## Given request
Exactly and only the lines from the one containing "white cloud, listing" through the close of the entries below are to be set down.

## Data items
======

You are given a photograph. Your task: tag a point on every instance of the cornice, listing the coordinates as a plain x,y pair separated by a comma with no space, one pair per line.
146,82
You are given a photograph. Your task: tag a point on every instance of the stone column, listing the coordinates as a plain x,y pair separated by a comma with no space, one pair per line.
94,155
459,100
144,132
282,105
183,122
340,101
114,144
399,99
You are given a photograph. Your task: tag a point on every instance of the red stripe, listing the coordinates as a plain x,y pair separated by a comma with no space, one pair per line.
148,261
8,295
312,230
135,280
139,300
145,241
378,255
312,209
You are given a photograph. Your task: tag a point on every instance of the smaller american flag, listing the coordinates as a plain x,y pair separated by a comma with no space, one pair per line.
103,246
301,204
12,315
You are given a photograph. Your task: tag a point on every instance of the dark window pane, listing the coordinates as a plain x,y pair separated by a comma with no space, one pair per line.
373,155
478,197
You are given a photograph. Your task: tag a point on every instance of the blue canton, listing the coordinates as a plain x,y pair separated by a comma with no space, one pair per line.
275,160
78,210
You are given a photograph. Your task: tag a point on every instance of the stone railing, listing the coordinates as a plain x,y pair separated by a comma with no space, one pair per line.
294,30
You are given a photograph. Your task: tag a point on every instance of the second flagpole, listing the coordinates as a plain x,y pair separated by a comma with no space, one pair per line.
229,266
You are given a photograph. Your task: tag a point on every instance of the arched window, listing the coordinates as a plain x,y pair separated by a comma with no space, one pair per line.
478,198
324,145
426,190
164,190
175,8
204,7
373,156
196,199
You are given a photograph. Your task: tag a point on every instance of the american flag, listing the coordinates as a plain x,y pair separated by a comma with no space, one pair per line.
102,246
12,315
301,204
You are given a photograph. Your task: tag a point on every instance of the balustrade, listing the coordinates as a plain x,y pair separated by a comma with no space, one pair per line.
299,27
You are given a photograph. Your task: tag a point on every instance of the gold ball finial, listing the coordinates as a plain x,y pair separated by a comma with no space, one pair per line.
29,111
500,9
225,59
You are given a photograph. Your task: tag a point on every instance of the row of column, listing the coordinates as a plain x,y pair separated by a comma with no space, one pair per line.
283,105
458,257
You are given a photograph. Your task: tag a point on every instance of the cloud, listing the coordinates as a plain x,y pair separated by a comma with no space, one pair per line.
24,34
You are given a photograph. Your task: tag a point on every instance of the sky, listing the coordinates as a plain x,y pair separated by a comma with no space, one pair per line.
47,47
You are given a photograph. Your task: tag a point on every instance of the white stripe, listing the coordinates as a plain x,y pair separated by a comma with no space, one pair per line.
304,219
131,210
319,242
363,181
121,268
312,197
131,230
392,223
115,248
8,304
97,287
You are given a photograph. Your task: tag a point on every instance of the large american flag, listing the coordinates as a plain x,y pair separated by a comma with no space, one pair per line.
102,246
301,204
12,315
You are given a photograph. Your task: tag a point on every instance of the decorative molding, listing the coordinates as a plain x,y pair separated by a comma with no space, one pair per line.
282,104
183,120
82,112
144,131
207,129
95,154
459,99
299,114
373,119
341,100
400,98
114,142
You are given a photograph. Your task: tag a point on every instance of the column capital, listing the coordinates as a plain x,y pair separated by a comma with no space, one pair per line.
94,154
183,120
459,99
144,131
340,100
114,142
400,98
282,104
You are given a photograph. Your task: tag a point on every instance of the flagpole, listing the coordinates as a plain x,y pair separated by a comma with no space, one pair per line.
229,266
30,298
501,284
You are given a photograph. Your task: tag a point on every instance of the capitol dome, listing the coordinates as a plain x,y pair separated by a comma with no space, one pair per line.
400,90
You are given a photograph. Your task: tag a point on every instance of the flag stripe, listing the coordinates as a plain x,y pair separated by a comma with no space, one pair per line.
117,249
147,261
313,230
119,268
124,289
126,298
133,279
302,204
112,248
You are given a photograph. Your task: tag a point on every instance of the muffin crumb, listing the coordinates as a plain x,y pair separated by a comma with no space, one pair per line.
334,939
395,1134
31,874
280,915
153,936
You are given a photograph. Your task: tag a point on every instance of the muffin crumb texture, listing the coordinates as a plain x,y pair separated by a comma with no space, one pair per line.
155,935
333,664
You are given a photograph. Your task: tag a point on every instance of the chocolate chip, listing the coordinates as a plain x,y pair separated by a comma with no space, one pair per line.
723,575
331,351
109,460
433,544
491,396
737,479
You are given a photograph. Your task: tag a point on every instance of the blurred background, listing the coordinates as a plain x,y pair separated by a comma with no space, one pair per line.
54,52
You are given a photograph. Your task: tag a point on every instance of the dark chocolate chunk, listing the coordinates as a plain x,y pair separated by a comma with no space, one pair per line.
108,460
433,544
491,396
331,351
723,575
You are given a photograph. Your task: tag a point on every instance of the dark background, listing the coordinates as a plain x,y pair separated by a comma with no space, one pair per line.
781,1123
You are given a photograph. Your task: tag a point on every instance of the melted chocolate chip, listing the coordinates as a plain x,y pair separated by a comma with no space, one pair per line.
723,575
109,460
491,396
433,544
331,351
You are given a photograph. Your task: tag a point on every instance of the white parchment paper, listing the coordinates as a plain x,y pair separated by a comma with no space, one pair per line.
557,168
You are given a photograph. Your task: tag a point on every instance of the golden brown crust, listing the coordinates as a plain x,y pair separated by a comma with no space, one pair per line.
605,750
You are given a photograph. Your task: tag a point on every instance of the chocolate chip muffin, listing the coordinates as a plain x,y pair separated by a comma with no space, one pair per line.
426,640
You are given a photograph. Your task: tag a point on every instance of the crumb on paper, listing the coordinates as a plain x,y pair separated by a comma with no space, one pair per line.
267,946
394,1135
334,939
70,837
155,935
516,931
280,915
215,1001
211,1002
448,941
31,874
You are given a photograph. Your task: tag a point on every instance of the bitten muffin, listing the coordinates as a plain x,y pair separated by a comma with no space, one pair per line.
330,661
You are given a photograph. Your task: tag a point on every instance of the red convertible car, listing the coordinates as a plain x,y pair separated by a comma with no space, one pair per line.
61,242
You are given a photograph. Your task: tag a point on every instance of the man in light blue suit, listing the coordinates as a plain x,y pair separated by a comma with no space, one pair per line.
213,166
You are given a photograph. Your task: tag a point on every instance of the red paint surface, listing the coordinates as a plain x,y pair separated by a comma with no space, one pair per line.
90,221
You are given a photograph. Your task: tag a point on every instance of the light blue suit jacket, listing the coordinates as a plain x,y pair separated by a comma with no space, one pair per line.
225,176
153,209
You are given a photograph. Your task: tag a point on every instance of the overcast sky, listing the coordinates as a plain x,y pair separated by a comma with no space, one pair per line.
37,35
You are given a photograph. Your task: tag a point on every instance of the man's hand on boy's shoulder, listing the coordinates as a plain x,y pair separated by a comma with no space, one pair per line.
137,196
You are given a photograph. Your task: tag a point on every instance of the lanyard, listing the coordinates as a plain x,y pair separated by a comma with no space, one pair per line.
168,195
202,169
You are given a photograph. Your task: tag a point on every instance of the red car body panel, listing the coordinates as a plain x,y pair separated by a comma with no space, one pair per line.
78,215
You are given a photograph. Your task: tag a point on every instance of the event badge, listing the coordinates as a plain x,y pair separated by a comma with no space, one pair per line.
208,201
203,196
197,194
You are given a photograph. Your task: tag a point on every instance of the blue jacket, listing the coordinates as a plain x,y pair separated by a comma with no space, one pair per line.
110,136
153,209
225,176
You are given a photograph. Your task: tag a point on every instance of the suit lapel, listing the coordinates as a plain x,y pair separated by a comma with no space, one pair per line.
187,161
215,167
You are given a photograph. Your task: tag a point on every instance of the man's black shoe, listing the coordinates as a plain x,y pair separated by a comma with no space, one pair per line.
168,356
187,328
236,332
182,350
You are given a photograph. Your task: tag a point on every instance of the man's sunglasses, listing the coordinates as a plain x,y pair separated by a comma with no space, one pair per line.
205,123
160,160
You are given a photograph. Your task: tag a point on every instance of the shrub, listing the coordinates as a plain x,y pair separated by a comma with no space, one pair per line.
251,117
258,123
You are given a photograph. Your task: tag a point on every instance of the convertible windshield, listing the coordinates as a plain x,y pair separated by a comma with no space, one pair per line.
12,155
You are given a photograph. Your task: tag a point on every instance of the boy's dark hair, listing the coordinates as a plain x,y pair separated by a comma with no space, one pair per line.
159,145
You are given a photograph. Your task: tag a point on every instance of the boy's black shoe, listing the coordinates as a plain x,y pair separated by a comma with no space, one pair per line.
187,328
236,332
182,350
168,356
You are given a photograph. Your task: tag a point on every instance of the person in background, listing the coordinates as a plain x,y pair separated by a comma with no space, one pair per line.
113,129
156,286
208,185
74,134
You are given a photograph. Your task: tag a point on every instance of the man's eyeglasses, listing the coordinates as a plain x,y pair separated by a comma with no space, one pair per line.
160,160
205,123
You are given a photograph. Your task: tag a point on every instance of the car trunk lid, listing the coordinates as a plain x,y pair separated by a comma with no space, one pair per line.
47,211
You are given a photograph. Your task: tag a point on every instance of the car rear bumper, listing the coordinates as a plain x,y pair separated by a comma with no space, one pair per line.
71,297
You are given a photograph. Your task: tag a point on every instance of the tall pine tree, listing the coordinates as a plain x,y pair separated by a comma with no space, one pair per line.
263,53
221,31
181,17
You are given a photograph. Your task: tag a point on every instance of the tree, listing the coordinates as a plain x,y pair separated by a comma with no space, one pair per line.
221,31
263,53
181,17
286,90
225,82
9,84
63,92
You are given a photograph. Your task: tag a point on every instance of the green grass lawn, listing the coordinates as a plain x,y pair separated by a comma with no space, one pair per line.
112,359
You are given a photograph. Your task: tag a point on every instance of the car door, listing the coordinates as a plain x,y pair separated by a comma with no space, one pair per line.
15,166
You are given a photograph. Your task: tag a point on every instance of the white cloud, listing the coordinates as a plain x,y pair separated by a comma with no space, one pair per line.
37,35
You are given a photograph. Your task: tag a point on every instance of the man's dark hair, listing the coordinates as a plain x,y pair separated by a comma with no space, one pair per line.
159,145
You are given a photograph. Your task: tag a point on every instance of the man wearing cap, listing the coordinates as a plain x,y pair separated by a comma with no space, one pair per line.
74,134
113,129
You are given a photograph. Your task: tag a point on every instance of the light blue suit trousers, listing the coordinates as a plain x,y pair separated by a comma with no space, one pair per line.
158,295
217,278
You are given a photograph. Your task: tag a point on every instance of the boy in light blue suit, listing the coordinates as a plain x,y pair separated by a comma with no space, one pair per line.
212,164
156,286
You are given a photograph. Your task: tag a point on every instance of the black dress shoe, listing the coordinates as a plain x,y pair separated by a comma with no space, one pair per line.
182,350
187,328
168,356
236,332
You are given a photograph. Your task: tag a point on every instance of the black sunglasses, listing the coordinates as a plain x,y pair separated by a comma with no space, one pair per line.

======

## Exercise result
You are given a photograph. Your task: tag a point on every instance of the white cloud, listing the coordinates as a plain x,y pair separated by a comma with no space, one pair per line.
37,35
You are given a photograph. Your task: tag a point on every instance of the man's dark hair, listing the coordinates as a plain x,y pair separated by a comma with no space, one pair per line.
159,145
You are given a photograph. Your task: tag a point on every instance of the man wearing cap, listing the coordinates as a plain x,y pair separated by a comma with no space, one pair per line.
74,134
113,129
You are given a photograph. Your task: tag a point on every instance of the light blue suit trousers, listing the coordinates as a plain x,y pair separated by a comma with no space, one pair per line.
158,295
217,278
You are given a photograph. Your task: tag a point on every instance of the boy in light blue suit, listing the coordinates as a plain x,y pair separated by a comma with no space, one pair per line.
212,164
156,286
You are given a photograph. Your task: tag a point on every instance of the black dress shoe, listing the coordinates as a plain x,y pair separated by a comma with no space, one pair per line.
182,350
187,328
168,356
236,332
You are given a photograph. Your task: tag a point on every instance of the black sunglasses, listing the coordinates as a plain x,y pair separated by a comma with no space, one pair per line.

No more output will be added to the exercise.